EXERCISE INSTRUCTIONS
Copy the listing below word for word, keeping every line as it appears.

RECORD LIST
+++
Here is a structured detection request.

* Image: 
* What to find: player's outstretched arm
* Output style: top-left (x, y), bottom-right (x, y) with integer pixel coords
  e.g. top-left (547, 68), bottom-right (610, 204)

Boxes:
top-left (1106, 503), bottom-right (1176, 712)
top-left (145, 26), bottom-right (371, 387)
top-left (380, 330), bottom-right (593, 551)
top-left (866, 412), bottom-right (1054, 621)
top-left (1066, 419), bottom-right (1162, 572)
+++
RESULT FOR THIS EXERCISE
Here is a structured detection request.

* Image: 
* What to find: player's outstretched arm
* Output style: top-left (x, y), bottom-right (x, y) with integer pixel coords
  e.g. top-left (547, 68), bottom-right (610, 204)

Boxes:
top-left (1106, 503), bottom-right (1176, 712)
top-left (145, 26), bottom-right (371, 387)
top-left (380, 330), bottom-right (593, 551)
top-left (866, 412), bottom-right (1054, 621)
top-left (1066, 419), bottom-right (1162, 572)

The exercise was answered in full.